> **WHAT YOU SHOULD DO**: Rewrite everything below from the line containing "[locate] woman (one dot each)" down to the end of the items, including the requests, and increase every coordinate in the answers by 48. Omit the pictures from your output.

(Some records)
——————————
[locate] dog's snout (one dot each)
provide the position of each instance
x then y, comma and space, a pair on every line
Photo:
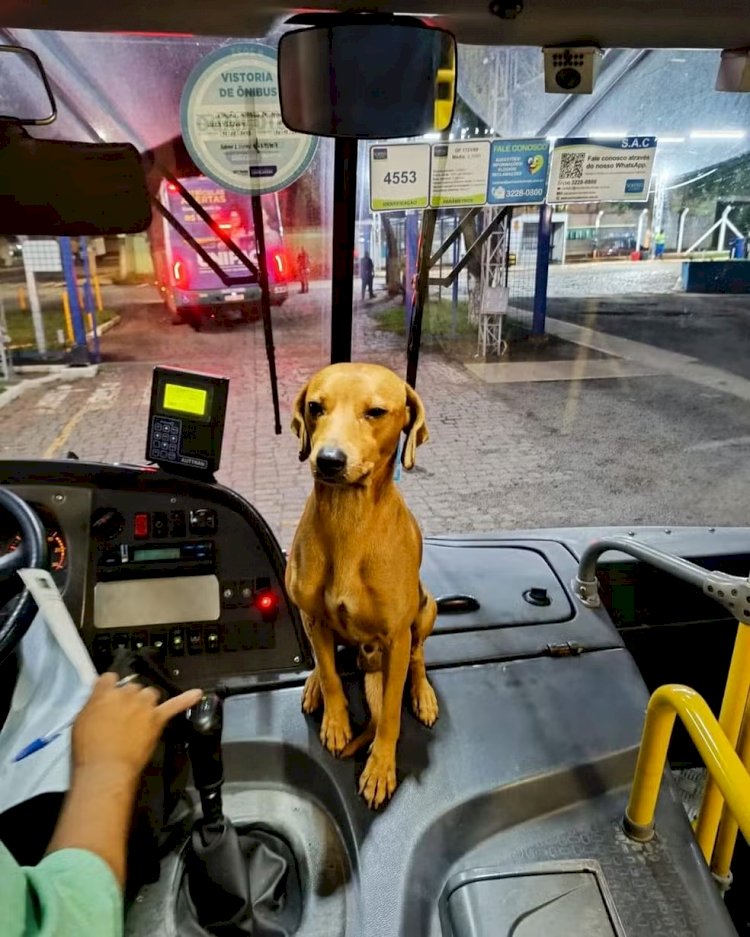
330, 461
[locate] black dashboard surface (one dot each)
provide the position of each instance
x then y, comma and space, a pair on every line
183, 566
191, 568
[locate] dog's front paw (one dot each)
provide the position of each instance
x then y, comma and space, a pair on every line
335, 731
312, 695
378, 780
424, 702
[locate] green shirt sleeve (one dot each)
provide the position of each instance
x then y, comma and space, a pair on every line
70, 893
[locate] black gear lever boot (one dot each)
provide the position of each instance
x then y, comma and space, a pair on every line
217, 873
236, 881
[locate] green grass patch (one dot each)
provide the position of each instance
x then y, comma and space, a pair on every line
437, 321
21, 326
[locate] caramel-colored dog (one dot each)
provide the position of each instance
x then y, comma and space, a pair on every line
354, 565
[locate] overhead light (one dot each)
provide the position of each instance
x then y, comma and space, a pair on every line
570, 69
734, 70
717, 134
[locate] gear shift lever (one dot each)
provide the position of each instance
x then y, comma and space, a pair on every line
204, 743
217, 872
224, 867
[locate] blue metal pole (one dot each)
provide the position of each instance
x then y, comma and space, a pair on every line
454, 305
412, 251
543, 247
80, 352
88, 297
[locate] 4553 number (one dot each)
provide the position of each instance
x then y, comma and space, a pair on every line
404, 177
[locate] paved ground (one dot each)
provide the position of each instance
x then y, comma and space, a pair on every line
649, 450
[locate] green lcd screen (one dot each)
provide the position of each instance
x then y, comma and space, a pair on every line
192, 401
155, 553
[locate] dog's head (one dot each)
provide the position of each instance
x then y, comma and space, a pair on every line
348, 419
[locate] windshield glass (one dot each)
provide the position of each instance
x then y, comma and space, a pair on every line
582, 364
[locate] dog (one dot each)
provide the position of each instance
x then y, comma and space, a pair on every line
353, 567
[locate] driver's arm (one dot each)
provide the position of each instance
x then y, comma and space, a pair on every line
76, 890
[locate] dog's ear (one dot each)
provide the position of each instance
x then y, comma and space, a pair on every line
415, 428
298, 424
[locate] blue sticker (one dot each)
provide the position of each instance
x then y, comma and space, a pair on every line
518, 172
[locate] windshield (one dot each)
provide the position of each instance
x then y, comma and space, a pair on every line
582, 364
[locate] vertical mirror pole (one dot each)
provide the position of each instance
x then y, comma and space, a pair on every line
342, 254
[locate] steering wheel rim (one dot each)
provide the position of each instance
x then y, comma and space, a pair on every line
31, 553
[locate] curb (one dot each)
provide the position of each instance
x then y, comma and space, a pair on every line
103, 329
58, 373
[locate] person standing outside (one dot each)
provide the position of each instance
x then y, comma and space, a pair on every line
367, 274
303, 270
660, 241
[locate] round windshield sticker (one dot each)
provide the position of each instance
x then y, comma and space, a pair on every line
231, 122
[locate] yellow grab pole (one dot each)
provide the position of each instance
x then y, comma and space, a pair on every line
719, 756
66, 313
730, 719
727, 838
97, 292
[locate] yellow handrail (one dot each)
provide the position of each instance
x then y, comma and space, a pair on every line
718, 754
727, 838
730, 720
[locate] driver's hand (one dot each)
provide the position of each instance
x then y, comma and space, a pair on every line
119, 727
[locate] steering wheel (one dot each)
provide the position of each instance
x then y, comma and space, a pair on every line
31, 553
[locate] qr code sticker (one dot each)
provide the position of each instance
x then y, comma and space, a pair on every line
571, 165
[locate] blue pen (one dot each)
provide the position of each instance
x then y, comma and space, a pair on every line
43, 741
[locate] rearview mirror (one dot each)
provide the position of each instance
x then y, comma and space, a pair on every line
56, 187
367, 80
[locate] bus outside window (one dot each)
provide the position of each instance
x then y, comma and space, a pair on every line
191, 289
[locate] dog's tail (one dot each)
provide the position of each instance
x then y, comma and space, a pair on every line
374, 697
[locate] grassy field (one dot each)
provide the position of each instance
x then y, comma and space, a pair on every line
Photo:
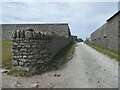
6, 54
107, 51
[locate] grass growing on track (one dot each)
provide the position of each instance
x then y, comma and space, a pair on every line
115, 54
6, 54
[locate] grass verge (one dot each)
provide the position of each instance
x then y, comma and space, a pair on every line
60, 58
107, 51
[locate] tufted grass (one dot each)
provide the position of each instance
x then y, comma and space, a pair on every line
115, 54
58, 60
6, 54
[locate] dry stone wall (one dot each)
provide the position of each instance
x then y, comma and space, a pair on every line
32, 49
108, 34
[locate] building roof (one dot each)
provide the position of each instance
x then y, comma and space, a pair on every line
114, 15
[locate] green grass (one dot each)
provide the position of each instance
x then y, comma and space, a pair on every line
59, 59
6, 54
107, 51
0, 53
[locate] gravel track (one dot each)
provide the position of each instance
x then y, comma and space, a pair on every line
87, 69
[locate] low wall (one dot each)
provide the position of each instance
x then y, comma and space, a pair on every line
32, 49
108, 34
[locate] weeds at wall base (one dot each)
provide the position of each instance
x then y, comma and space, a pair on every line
60, 59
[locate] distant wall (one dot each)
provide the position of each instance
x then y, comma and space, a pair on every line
32, 49
108, 34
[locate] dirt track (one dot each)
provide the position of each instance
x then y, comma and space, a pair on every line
87, 69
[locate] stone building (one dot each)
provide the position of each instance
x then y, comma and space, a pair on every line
35, 45
60, 29
108, 34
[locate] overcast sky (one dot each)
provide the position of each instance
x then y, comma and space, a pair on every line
83, 17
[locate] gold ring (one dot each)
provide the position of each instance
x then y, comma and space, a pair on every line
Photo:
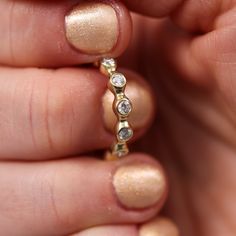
122, 108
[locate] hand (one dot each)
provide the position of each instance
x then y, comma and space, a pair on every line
51, 119
190, 61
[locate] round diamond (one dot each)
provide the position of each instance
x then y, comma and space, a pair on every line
109, 62
118, 80
125, 134
124, 107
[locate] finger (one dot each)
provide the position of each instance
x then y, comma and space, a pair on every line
156, 227
66, 196
200, 58
153, 8
38, 33
191, 15
114, 230
159, 226
51, 114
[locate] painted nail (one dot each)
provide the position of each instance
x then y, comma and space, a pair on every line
139, 186
92, 27
142, 102
159, 227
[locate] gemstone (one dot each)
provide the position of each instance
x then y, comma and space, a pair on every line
124, 107
109, 63
125, 134
118, 80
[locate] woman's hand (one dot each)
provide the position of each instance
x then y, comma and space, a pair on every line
50, 118
190, 60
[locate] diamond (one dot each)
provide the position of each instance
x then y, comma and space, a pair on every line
124, 107
108, 63
125, 134
118, 80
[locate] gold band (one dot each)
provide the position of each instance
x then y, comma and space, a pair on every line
122, 107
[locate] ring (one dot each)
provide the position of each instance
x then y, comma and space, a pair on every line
122, 108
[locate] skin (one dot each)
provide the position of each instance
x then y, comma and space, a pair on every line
190, 63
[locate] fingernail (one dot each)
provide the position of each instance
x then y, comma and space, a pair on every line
159, 227
139, 186
142, 102
92, 27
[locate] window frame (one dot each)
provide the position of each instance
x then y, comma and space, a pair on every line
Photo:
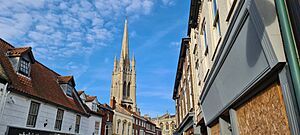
230, 8
204, 36
216, 18
58, 121
97, 128
24, 67
69, 90
33, 113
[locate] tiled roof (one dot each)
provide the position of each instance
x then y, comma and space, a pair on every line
80, 92
15, 52
41, 85
90, 98
18, 51
65, 79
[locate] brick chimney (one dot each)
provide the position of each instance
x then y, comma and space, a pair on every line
113, 103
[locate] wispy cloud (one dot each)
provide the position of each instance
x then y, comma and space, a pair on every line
64, 29
168, 2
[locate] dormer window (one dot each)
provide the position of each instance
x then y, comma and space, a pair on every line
24, 67
21, 59
67, 84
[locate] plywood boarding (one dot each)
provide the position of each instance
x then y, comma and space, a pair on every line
215, 130
264, 114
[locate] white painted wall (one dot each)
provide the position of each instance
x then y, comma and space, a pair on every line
15, 114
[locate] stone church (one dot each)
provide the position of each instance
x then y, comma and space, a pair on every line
123, 89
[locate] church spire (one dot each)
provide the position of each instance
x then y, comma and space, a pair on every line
124, 51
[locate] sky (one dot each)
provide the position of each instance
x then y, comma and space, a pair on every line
81, 38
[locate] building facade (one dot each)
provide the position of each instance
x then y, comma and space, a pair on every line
243, 66
184, 93
37, 100
123, 85
166, 123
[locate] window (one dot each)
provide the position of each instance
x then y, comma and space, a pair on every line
230, 6
69, 90
216, 22
124, 90
77, 123
106, 130
167, 126
128, 128
97, 126
123, 128
32, 115
59, 118
205, 42
118, 126
24, 67
94, 106
128, 90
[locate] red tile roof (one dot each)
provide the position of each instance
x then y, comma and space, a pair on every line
90, 98
42, 83
80, 92
18, 51
65, 79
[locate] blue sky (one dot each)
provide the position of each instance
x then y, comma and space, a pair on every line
81, 38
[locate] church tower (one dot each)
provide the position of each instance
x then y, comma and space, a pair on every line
123, 86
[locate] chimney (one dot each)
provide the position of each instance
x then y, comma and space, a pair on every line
113, 103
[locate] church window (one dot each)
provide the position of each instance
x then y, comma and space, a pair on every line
128, 90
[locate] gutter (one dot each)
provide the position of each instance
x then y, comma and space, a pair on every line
289, 46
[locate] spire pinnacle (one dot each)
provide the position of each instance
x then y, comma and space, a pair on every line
124, 51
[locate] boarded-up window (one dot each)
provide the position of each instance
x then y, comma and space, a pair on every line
264, 114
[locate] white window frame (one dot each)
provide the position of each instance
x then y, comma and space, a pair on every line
59, 119
24, 67
33, 114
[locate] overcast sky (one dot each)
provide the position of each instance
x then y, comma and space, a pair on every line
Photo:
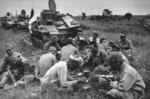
75, 7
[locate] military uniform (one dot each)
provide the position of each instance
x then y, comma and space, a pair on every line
68, 50
46, 61
129, 85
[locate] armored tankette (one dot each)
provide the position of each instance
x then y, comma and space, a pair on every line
51, 23
8, 21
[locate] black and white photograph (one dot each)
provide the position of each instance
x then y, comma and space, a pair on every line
74, 49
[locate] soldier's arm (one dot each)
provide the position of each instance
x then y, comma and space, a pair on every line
11, 75
130, 45
3, 64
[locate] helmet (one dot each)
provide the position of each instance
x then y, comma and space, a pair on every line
52, 49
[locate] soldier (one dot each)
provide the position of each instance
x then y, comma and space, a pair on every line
125, 44
57, 75
128, 84
94, 37
46, 61
68, 50
53, 42
13, 66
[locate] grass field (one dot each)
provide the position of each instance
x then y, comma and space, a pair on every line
110, 29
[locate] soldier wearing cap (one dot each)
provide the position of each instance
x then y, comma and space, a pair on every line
57, 75
12, 65
53, 42
46, 61
128, 84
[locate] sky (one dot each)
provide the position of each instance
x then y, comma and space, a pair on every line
76, 7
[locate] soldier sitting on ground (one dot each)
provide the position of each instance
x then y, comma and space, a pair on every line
53, 42
13, 66
128, 84
125, 44
68, 50
46, 61
57, 75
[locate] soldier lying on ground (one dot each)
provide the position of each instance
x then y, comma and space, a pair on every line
13, 66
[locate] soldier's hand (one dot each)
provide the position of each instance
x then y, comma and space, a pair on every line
114, 84
81, 80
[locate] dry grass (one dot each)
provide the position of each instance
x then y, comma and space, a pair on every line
110, 29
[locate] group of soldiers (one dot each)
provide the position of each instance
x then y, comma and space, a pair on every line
57, 63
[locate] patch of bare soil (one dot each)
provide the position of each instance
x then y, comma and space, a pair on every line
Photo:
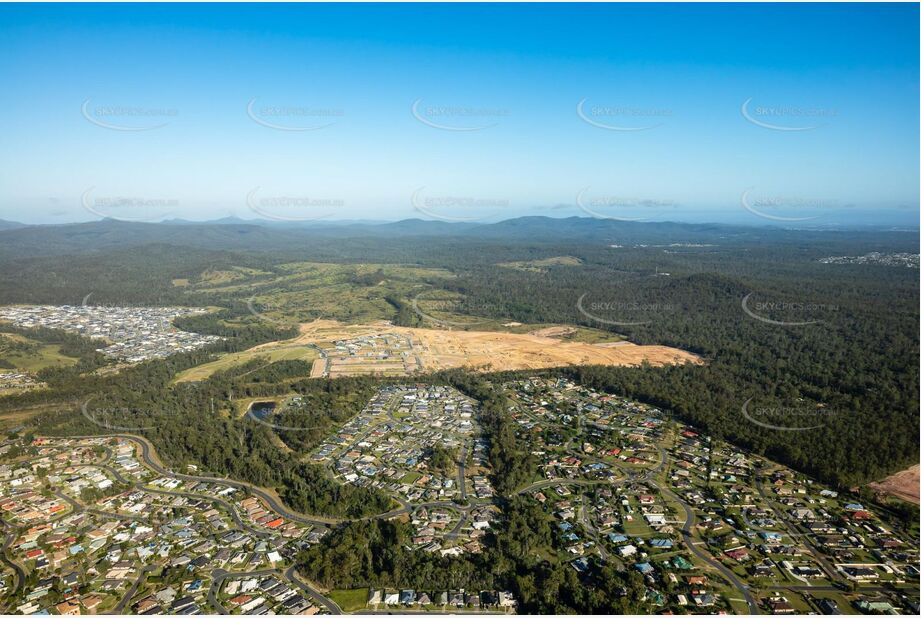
905, 484
496, 351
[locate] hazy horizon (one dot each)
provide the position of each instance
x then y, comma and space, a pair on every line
743, 114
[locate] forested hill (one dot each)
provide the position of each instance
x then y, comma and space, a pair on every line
829, 347
234, 235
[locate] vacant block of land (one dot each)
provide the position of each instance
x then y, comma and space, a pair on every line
489, 351
904, 484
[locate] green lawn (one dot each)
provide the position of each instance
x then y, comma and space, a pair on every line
350, 600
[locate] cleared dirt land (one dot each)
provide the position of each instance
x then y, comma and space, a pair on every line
492, 351
904, 484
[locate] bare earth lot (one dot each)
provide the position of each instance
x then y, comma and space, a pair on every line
904, 484
490, 351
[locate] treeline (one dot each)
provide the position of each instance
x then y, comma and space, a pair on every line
519, 555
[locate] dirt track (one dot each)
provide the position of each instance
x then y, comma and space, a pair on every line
498, 351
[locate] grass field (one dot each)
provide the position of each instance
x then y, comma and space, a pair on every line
350, 600
28, 355
542, 265
270, 355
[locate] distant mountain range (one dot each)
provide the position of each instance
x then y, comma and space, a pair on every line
19, 240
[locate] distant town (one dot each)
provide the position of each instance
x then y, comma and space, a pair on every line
908, 260
133, 334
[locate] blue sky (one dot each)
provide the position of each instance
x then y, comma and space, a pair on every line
146, 112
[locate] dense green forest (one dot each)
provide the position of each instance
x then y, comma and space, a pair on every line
850, 359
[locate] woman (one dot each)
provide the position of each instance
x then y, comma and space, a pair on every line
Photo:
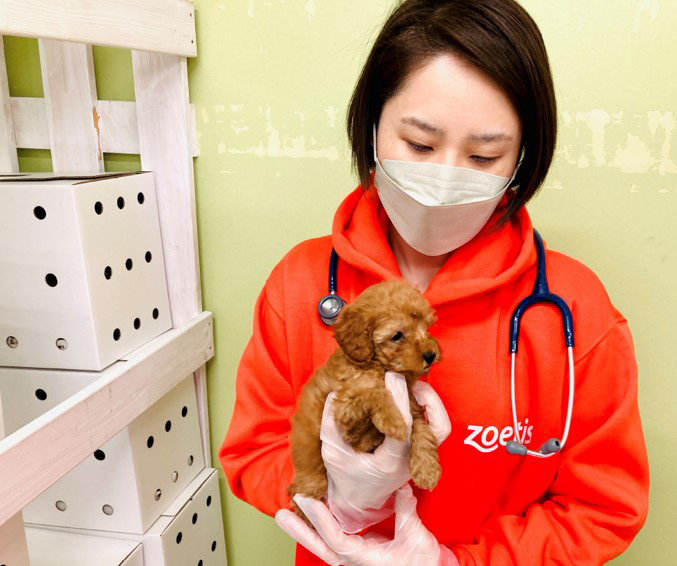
454, 113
——————————
> **TASK RESULT**:
[locate] woman (one dot each)
provide the position of each instance
x then y, comma and space, a pair on every line
Photo:
502, 161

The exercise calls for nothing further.